• _DESAFIO_:
Você pode reproduzir todos os registros abaixo linha por linha, sem alterar nada? Deixe as imagens de fora da resposta.

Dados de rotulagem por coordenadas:
-------

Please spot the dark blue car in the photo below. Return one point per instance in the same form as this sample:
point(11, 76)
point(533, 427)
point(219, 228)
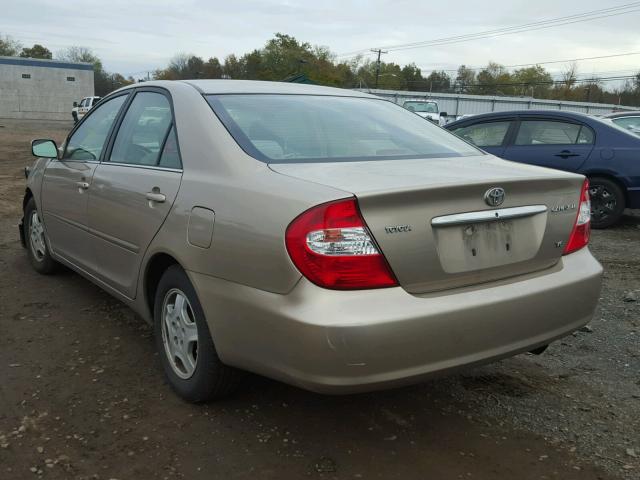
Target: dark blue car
point(607, 154)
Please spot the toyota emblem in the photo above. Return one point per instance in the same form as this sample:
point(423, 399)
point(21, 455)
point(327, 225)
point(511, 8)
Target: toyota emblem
point(494, 196)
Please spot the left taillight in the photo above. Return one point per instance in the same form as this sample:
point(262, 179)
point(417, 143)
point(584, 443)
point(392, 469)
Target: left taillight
point(331, 246)
point(581, 232)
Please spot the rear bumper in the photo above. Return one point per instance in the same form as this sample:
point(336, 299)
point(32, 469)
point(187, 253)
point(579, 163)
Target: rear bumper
point(343, 342)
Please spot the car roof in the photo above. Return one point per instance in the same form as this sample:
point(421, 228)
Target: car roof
point(626, 113)
point(257, 86)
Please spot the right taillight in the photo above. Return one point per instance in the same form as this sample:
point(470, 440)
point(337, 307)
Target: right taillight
point(582, 228)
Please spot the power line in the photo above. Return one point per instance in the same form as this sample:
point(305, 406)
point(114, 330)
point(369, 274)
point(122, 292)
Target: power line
point(551, 61)
point(549, 23)
point(545, 82)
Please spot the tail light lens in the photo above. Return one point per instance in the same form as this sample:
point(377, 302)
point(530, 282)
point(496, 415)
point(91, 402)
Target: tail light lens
point(582, 228)
point(331, 245)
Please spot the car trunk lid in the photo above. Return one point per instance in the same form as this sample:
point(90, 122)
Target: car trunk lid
point(432, 223)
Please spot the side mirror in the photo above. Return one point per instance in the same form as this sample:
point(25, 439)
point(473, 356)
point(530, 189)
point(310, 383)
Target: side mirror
point(44, 148)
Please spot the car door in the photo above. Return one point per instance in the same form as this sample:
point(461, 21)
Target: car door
point(133, 189)
point(66, 183)
point(551, 142)
point(490, 135)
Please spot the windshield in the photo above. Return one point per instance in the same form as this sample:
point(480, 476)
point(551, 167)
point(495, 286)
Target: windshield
point(308, 128)
point(427, 107)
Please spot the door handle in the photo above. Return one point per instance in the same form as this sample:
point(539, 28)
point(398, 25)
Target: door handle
point(156, 197)
point(566, 154)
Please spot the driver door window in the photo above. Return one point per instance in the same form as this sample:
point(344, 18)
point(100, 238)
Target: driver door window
point(87, 142)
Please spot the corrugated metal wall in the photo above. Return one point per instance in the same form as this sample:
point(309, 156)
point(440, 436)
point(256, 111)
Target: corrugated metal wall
point(459, 104)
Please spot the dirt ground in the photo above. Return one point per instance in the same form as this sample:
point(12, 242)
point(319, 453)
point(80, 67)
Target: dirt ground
point(82, 395)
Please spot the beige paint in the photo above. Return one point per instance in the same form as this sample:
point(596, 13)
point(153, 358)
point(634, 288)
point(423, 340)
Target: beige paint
point(266, 318)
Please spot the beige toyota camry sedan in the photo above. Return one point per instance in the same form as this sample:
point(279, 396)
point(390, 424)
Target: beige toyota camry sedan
point(323, 237)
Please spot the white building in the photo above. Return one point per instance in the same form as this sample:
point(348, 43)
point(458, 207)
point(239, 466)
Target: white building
point(42, 89)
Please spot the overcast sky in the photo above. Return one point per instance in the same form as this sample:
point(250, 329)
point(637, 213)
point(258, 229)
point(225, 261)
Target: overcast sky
point(133, 36)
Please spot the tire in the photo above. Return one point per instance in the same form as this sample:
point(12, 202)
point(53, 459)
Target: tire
point(607, 202)
point(37, 242)
point(193, 369)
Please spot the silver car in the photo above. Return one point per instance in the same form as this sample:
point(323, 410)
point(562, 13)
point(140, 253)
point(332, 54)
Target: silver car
point(323, 237)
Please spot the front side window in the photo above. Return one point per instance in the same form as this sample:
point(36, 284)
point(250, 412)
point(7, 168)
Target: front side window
point(87, 142)
point(490, 134)
point(313, 128)
point(547, 132)
point(143, 130)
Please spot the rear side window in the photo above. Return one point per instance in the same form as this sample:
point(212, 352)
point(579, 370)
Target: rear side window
point(490, 134)
point(143, 130)
point(630, 123)
point(170, 157)
point(312, 128)
point(547, 132)
point(87, 142)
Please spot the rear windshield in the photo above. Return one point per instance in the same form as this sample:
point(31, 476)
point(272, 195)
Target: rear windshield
point(314, 128)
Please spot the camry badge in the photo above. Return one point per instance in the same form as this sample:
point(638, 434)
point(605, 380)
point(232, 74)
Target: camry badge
point(398, 229)
point(494, 196)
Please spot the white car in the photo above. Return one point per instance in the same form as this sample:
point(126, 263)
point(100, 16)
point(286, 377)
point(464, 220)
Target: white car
point(79, 110)
point(427, 109)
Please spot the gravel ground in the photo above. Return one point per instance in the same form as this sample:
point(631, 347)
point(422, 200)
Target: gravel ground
point(82, 395)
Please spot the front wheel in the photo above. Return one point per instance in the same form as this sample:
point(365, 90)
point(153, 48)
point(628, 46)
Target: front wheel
point(607, 202)
point(36, 240)
point(189, 358)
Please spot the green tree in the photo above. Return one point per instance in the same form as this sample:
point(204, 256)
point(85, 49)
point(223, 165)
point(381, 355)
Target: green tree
point(37, 51)
point(494, 79)
point(413, 78)
point(465, 79)
point(533, 81)
point(9, 47)
point(213, 68)
point(438, 82)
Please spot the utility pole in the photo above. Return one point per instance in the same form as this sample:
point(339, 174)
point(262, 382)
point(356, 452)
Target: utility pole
point(379, 52)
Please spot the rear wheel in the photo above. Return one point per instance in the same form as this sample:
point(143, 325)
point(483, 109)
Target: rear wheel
point(189, 358)
point(36, 239)
point(607, 202)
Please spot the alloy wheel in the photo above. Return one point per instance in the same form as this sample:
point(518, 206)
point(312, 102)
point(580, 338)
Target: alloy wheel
point(179, 333)
point(36, 237)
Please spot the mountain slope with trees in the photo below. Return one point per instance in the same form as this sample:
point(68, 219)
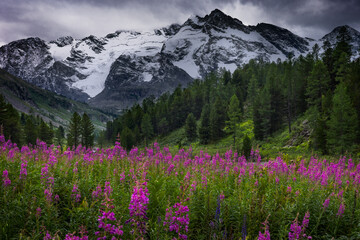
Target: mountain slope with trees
point(314, 98)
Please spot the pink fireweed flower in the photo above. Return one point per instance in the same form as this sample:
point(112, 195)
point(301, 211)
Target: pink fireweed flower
point(193, 186)
point(72, 236)
point(341, 210)
point(38, 212)
point(76, 196)
point(97, 193)
point(23, 170)
point(6, 180)
point(122, 176)
point(177, 220)
point(138, 207)
point(48, 194)
point(108, 190)
point(298, 231)
point(266, 235)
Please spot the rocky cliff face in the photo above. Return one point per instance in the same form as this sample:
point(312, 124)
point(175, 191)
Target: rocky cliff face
point(124, 67)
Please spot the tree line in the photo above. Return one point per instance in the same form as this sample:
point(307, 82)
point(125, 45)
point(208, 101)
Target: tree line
point(26, 129)
point(323, 87)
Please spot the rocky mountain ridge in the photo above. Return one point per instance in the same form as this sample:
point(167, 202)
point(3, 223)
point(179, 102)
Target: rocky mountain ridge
point(125, 67)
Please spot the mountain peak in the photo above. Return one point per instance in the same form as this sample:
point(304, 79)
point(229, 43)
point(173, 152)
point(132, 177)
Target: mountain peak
point(216, 20)
point(353, 34)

-------

• _SOLUÇÃO DA TAREFA_:
Please spot the dark blue car in the photo below. Return one point per instance in the same form as this sample:
point(11, 76)
point(533, 427)
point(219, 228)
Target: dark blue car
point(607, 154)
Please spot the toyota emblem in the photo above. Return one point per instance in the same form as this sample:
point(423, 399)
point(21, 455)
point(327, 225)
point(511, 8)
Target: toyota emblem
point(494, 196)
Please spot the left taillight in the photo above. Return one point per instance in the same form as this sample:
point(262, 179)
point(417, 143)
point(584, 443)
point(392, 469)
Target: left taillight
point(331, 246)
point(581, 232)
Please spot the rear bumper in the photo above. Return one point per instance in the same form as this sample:
point(336, 299)
point(32, 469)
point(187, 253)
point(579, 163)
Target: rear bumper
point(343, 342)
Please spot the car roof in the photo above. Return one point per instance in the same form as this sample:
point(421, 228)
Target: car roof
point(626, 113)
point(257, 86)
Please spot the right taillight in the photo above. Return one point per instance in the same form as this sample:
point(470, 440)
point(337, 307)
Target: right taillight
point(582, 228)
Please spot the power line in the photo above. Return one point per instance in the same form as this sample:
point(305, 406)
point(114, 330)
point(369, 274)
point(122, 292)
Target: power line
point(551, 61)
point(549, 23)
point(545, 82)
Please spot the tail light lens in the photo above. Return one point per instance in the same form as this sample:
point(377, 302)
point(530, 282)
point(496, 415)
point(91, 402)
Target: tail light lens
point(582, 228)
point(331, 245)
Please spot the car trunk lid in the photo above. Return one point per instance in the same form as this sample:
point(90, 122)
Target: car trunk lid
point(432, 223)
Please spot the side mirror in the photo above. Return one point per instance in the same form as this sample:
point(25, 439)
point(473, 356)
point(530, 189)
point(310, 383)
Target: side mirror
point(44, 148)
Please spot the car door in the photo above. Return one point per instance in the same form as this sample:
point(461, 21)
Target: car door
point(133, 189)
point(66, 183)
point(551, 142)
point(490, 135)
Please spot the windshield in the photo above. Return one point per instance in the same form as this sample:
point(480, 476)
point(551, 167)
point(495, 286)
Target: windshield
point(308, 128)
point(427, 107)
Please spot the door handle in the photo above. Return one point per instance in the same form as this sample:
point(539, 28)
point(398, 25)
Target: door handle
point(156, 197)
point(566, 154)
Please spot the driver door window in the photo above. Return one point per instance in the same form as this sample:
point(344, 18)
point(100, 238)
Target: driver door window
point(87, 142)
Please spot the corrugated metal wall in the photo above. Return one point per instance in the same form as this sample:
point(309, 156)
point(440, 436)
point(256, 111)
Target: corrugated metal wall
point(459, 104)
Please spot the dirt ground in the photo above. Return one point per instance in the same form as this sample:
point(12, 242)
point(319, 453)
point(80, 67)
Target: dirt ground
point(82, 395)
Please spot the beige paint in the photo above. Return one point per instance in the same form as this sample:
point(596, 13)
point(153, 358)
point(634, 288)
point(423, 340)
Target: beige paint
point(266, 318)
Please spot the beige toyota camry sedan in the photo above. Return one point per instance in the same form as this sample:
point(279, 396)
point(390, 424)
Target: beige toyota camry sedan
point(323, 237)
Please spot the white building in the photo above. Return one point per instance in the same form as this sample:
point(348, 43)
point(458, 207)
point(239, 466)
Target: white building
point(42, 89)
Please spot the overcast sky in the photo above. Return one point per instance in the same form as this sample:
point(250, 329)
point(637, 213)
point(258, 229)
point(225, 261)
Target: overcast sky
point(133, 36)
Please spot the tire in the photo above. Return one point per instance in the same form as this sample:
point(12, 202)
point(53, 459)
Target: tire
point(607, 202)
point(37, 242)
point(193, 369)
Please spot the silver car in the photo above. Return one point per instance in the same form as this sample:
point(323, 410)
point(562, 13)
point(140, 253)
point(332, 54)
Target: silver car
point(323, 237)
Please spot the front side window in the photo above. Return one point per instance in the same form as this sample:
point(36, 284)
point(250, 412)
point(7, 168)
Target: front side window
point(87, 142)
point(490, 134)
point(313, 128)
point(547, 132)
point(143, 130)
Please spot the rear side window in the photo above. Return one point per instance in the same form as this sample:
point(212, 352)
point(579, 370)
Target: rear side window
point(490, 134)
point(143, 130)
point(630, 123)
point(170, 157)
point(312, 128)
point(547, 132)
point(87, 142)
Please spot the rear windshield in the photo above. Return one point per instance in the same form as this sample:
point(31, 476)
point(272, 195)
Target: rear windshield
point(314, 128)
Please spot the camry badge in the photo above. Return one point per instance in the same form as this sample:
point(638, 434)
point(605, 380)
point(232, 74)
Target: camry badge
point(398, 229)
point(494, 196)
Please spot the white car in the photo above. Return one point per instance in the same form as this sample:
point(126, 263)
point(100, 16)
point(286, 377)
point(464, 220)
Target: white car
point(79, 110)
point(427, 109)
Please spot the gravel ground in the photo above. Return one point per instance in the same form as this sample:
point(631, 347)
point(422, 200)
Target: gravel ground
point(82, 395)
Please spot the front wheel in the photo above. Return one point per instance in the same form as this sample:
point(365, 90)
point(153, 48)
point(628, 46)
Target: front wheel
point(607, 202)
point(36, 240)
point(189, 358)
Please spot the green tree in the photo above. Return one point per instance in the same form as this sample:
point(204, 256)
point(85, 49)
point(223, 165)
point(381, 355)
Target: green tree
point(37, 51)
point(494, 79)
point(413, 78)
point(465, 79)
point(533, 81)
point(9, 47)
point(213, 68)
point(438, 82)
Please spot the utility pole in the photo above. Return one point per instance in the same form as this sample:
point(339, 174)
point(262, 382)
point(356, 452)
Target: utility pole
point(379, 52)
Please spot the rear wheel in the photo above. Return one point per instance in the same form as this sample:
point(143, 325)
point(483, 109)
Target: rear wheel
point(189, 358)
point(36, 239)
point(607, 202)
Please spot the alloy wheel in the photo above. Return one point per instance in the same form as this sample:
point(518, 206)
point(312, 102)
point(580, 338)
Target: alloy wheel
point(179, 333)
point(36, 237)
Please spot the mountain slope with trees in the photo below. Return one point per instance in the same form as this sample:
point(68, 219)
Target: mountain slope with trees
point(314, 98)
Please spot the pink fireweed flower in the photo above. Return one point per instance in the same form as this sample:
point(112, 195)
point(301, 211)
Target: pink fireweed flower
point(193, 186)
point(72, 236)
point(341, 210)
point(38, 212)
point(76, 196)
point(97, 193)
point(23, 170)
point(6, 180)
point(122, 176)
point(177, 220)
point(138, 207)
point(48, 194)
point(108, 190)
point(298, 231)
point(266, 235)
Please spot the rocky cliff face in the photo above. Return one point per instance in the same form as this sample:
point(312, 124)
point(175, 191)
Target: rocky cliff face
point(124, 67)
Please spot the tree line in the photo above. Return one point per instance in the same form as this sample:
point(307, 82)
point(125, 45)
point(208, 101)
Target: tree line
point(26, 129)
point(323, 87)
Please spot the rocky mountain ridge in the photo above. Return one point per instance in the same form as this sample:
point(167, 202)
point(3, 223)
point(179, 102)
Target: rocky mountain ridge
point(125, 67)
Please spot the mountain peak in the photo above. Return one point per instance in the same form as this sample:
point(304, 79)
point(229, 43)
point(173, 152)
point(132, 177)
Target: mountain peak
point(216, 20)
point(353, 34)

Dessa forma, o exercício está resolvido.